# [THE TASK]
Starting at the line with "base and record integer pixel coordinates.", return every line through the final one of the data, word for word. Pictures stay out.

Referring expression pointing data

^^^^

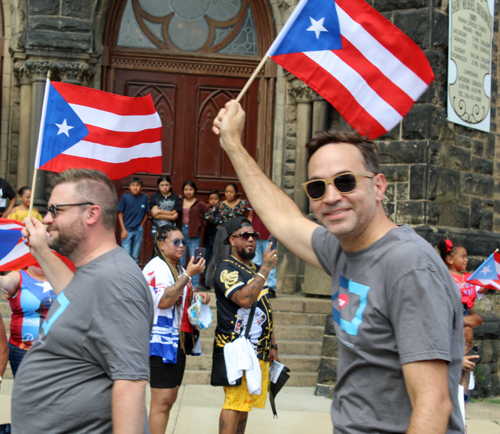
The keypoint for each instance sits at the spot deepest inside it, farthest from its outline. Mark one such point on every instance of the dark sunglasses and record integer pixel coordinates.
(344, 183)
(178, 241)
(52, 209)
(246, 235)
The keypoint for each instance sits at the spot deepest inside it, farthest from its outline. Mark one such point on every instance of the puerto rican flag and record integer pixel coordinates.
(369, 70)
(488, 273)
(14, 254)
(89, 129)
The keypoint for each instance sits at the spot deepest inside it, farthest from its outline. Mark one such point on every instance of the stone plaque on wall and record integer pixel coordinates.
(469, 63)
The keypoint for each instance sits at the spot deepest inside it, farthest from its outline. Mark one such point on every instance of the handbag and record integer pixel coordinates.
(219, 371)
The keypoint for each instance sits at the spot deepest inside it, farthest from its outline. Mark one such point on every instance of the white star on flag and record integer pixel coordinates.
(317, 26)
(64, 128)
(45, 285)
(486, 270)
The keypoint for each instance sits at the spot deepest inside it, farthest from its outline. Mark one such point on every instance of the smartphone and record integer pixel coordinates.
(476, 350)
(199, 253)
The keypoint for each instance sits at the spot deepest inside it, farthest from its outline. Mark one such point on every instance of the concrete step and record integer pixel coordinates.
(302, 319)
(296, 363)
(297, 379)
(302, 333)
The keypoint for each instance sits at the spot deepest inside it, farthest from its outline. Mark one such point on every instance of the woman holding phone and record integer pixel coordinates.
(193, 212)
(173, 337)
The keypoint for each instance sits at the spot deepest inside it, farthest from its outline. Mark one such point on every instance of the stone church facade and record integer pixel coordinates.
(444, 179)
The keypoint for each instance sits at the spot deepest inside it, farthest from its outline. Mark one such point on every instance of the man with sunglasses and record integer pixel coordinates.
(238, 286)
(88, 369)
(396, 310)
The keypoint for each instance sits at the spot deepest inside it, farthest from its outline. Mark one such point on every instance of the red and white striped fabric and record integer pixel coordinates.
(377, 76)
(124, 133)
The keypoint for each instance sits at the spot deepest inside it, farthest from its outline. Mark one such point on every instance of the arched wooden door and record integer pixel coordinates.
(192, 58)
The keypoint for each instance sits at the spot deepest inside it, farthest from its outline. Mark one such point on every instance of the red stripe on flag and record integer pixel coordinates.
(97, 99)
(122, 139)
(333, 91)
(384, 87)
(113, 170)
(392, 38)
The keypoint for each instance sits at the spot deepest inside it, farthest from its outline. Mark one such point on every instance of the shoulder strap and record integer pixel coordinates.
(250, 319)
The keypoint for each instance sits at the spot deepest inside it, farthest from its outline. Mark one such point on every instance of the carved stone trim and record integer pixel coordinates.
(300, 92)
(39, 69)
(186, 67)
(21, 74)
(76, 73)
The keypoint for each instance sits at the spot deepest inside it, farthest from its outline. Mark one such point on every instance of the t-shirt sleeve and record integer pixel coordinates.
(162, 280)
(422, 316)
(228, 280)
(326, 248)
(121, 204)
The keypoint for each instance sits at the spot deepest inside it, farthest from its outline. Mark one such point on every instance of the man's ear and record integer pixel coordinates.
(380, 185)
(94, 214)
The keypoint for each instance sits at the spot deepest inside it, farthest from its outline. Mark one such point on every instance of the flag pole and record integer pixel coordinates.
(252, 78)
(35, 172)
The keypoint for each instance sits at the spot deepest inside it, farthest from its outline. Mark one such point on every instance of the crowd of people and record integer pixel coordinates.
(91, 339)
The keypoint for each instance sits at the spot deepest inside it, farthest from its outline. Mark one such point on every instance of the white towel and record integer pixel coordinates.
(240, 357)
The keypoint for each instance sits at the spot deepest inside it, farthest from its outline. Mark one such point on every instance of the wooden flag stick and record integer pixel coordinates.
(252, 78)
(35, 172)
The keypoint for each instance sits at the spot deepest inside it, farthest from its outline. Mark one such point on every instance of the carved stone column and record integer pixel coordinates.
(303, 96)
(320, 113)
(38, 71)
(23, 78)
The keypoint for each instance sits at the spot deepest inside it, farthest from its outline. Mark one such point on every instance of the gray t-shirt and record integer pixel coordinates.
(393, 303)
(96, 331)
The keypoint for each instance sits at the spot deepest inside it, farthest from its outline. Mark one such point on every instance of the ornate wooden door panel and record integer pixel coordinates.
(205, 162)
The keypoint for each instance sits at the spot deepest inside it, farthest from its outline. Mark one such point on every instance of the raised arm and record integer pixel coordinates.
(277, 211)
(56, 271)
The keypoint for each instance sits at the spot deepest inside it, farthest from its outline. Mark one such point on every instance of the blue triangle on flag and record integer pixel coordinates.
(63, 128)
(10, 239)
(487, 271)
(315, 29)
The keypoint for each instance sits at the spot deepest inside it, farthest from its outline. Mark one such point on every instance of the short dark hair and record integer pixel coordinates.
(445, 250)
(368, 148)
(23, 189)
(191, 184)
(138, 180)
(92, 186)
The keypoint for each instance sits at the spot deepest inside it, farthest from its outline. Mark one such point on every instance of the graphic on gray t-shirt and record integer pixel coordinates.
(393, 303)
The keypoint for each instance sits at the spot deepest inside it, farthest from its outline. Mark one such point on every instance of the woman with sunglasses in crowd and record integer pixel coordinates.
(231, 207)
(165, 205)
(30, 296)
(21, 212)
(193, 212)
(172, 337)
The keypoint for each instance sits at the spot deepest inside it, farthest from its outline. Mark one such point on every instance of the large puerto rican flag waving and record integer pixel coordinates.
(89, 129)
(14, 254)
(369, 70)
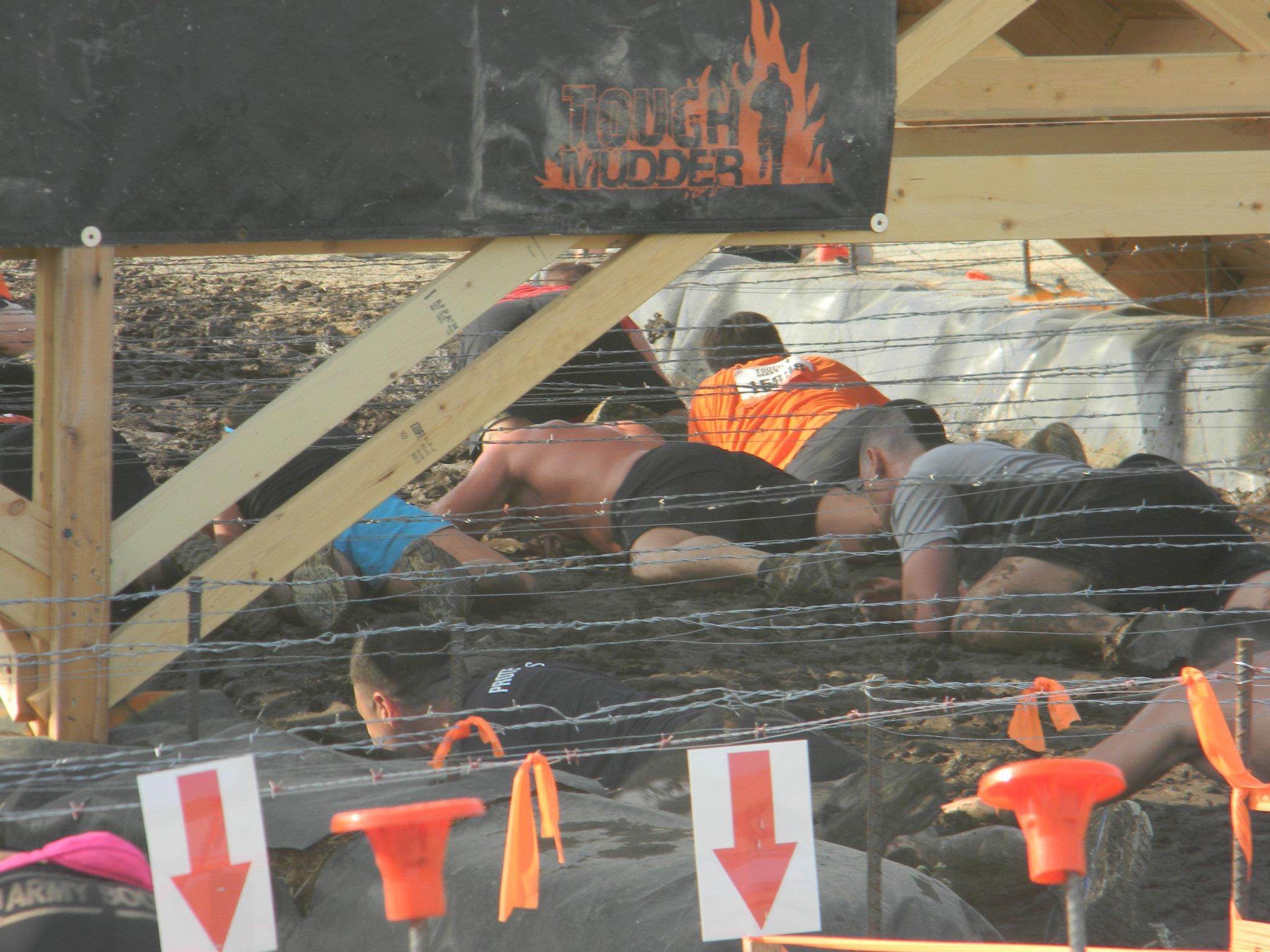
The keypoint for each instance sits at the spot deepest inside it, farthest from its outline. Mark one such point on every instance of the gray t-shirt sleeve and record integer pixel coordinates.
(923, 512)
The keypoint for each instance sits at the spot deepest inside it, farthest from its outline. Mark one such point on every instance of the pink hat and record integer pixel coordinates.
(94, 853)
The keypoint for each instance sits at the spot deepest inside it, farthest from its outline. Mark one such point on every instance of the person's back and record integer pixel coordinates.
(771, 407)
(559, 474)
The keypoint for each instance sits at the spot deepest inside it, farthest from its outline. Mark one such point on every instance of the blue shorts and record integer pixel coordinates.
(376, 541)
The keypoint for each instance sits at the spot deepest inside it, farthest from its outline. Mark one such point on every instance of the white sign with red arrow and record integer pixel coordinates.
(207, 857)
(755, 844)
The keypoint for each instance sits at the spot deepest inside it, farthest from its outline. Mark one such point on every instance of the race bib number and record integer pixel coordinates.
(756, 382)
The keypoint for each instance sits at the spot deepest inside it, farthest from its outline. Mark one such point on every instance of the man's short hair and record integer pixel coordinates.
(567, 272)
(739, 338)
(409, 667)
(890, 431)
(926, 420)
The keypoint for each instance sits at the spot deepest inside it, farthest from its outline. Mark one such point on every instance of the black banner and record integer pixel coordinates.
(241, 120)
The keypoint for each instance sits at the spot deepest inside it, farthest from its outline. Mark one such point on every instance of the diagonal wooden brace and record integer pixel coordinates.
(322, 399)
(414, 441)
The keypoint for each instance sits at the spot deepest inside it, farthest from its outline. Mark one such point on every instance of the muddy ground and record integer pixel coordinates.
(192, 333)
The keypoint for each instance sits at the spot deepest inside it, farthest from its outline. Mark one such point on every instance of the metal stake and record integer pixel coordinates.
(1242, 742)
(1208, 278)
(1073, 896)
(458, 669)
(873, 826)
(192, 674)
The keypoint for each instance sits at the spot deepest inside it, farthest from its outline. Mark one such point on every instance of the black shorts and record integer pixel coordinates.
(1155, 527)
(716, 493)
(832, 454)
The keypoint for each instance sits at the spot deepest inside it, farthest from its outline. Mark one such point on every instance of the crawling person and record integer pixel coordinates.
(395, 551)
(1009, 550)
(403, 690)
(682, 511)
(988, 865)
(804, 414)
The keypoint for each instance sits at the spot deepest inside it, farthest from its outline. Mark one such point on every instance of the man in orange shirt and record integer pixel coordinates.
(806, 415)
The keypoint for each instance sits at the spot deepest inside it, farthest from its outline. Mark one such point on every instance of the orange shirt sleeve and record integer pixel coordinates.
(714, 404)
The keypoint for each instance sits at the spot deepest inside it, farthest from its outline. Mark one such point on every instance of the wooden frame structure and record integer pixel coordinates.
(1112, 125)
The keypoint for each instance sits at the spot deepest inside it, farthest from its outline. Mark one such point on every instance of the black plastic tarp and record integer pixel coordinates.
(323, 118)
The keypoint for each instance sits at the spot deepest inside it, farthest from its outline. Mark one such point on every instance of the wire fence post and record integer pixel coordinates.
(192, 673)
(873, 819)
(1208, 278)
(1242, 742)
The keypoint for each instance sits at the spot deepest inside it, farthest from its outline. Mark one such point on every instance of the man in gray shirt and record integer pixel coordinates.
(1001, 546)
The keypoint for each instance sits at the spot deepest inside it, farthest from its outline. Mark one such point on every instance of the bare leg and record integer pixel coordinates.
(1023, 603)
(281, 592)
(667, 553)
(493, 573)
(1162, 734)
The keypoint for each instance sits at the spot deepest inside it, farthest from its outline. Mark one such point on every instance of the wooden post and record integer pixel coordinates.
(73, 480)
(1244, 676)
(402, 450)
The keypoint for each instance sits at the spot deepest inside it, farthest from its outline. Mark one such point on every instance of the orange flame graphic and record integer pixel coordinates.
(803, 161)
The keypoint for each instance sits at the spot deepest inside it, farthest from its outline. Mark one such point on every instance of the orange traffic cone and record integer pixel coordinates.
(1052, 801)
(409, 844)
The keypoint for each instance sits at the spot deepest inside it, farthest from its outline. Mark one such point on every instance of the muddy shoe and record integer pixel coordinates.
(911, 796)
(318, 594)
(987, 867)
(445, 586)
(1118, 845)
(1060, 439)
(817, 574)
(1155, 643)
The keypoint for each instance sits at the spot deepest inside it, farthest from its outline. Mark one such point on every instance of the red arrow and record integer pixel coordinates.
(756, 862)
(214, 884)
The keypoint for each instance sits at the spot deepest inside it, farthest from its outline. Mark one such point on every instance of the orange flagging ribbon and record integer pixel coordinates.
(463, 730)
(1219, 746)
(1025, 725)
(520, 888)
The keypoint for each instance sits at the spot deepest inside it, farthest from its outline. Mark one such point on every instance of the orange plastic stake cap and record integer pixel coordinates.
(409, 844)
(1052, 800)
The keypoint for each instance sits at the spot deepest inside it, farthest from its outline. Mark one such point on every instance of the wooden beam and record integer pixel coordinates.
(414, 441)
(76, 438)
(1171, 36)
(944, 36)
(1065, 29)
(1085, 138)
(1246, 22)
(24, 530)
(987, 198)
(1250, 300)
(1166, 273)
(1085, 87)
(323, 399)
(361, 247)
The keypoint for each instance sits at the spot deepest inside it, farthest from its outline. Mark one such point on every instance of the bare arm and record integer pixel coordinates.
(930, 578)
(226, 528)
(477, 503)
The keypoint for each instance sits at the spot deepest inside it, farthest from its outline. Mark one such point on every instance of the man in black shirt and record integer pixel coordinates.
(610, 731)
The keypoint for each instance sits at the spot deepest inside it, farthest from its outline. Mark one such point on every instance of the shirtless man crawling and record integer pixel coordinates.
(683, 511)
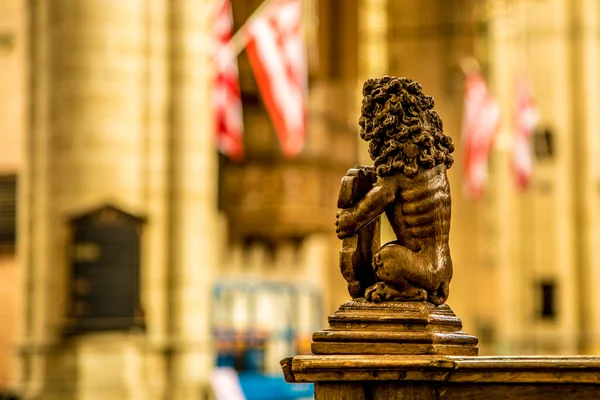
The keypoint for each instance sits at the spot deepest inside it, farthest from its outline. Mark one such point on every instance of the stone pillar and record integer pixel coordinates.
(193, 199)
(540, 241)
(585, 170)
(85, 147)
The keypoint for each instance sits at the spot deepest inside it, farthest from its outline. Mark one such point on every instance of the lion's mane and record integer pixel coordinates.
(394, 118)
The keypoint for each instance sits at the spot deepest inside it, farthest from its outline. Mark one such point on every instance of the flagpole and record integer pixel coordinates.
(239, 40)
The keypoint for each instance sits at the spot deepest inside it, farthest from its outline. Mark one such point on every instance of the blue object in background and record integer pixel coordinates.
(265, 387)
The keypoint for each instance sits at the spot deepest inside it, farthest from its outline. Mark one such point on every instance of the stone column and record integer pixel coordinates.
(537, 242)
(583, 28)
(193, 199)
(85, 148)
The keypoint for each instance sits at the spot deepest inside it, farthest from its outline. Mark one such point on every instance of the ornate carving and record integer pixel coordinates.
(408, 182)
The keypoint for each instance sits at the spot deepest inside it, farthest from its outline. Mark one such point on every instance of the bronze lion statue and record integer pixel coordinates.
(409, 184)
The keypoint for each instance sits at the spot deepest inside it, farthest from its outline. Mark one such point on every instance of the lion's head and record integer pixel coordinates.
(403, 130)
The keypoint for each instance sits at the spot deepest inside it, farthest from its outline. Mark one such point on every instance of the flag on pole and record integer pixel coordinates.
(278, 58)
(227, 102)
(480, 125)
(526, 119)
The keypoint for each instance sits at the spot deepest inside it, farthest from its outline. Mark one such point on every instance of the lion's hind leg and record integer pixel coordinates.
(390, 266)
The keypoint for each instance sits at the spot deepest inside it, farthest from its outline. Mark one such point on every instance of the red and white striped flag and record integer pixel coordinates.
(526, 119)
(480, 125)
(227, 102)
(278, 58)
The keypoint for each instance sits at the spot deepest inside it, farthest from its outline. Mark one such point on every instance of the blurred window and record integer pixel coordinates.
(8, 209)
(547, 290)
(543, 143)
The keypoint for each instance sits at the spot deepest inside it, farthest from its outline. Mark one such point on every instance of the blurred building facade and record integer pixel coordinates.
(108, 104)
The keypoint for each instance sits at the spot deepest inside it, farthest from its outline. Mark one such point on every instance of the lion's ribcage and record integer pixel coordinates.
(426, 209)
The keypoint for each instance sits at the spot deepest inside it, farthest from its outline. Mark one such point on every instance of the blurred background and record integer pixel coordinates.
(139, 262)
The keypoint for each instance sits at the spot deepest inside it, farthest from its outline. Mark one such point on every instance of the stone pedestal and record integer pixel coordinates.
(416, 351)
(360, 327)
(402, 377)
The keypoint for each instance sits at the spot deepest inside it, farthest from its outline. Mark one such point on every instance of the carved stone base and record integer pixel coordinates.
(415, 328)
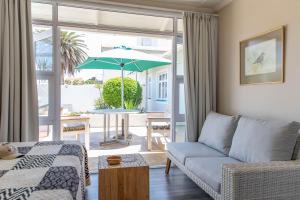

^^^^

# [SOLUTION TO THIS PROBLEM]
The keypoint for each instance sits at the spot deepest inside it, farthest from its outline. Mark one such point on every instance of the carved stone base and record integer pixel coordinates.
(415, 328)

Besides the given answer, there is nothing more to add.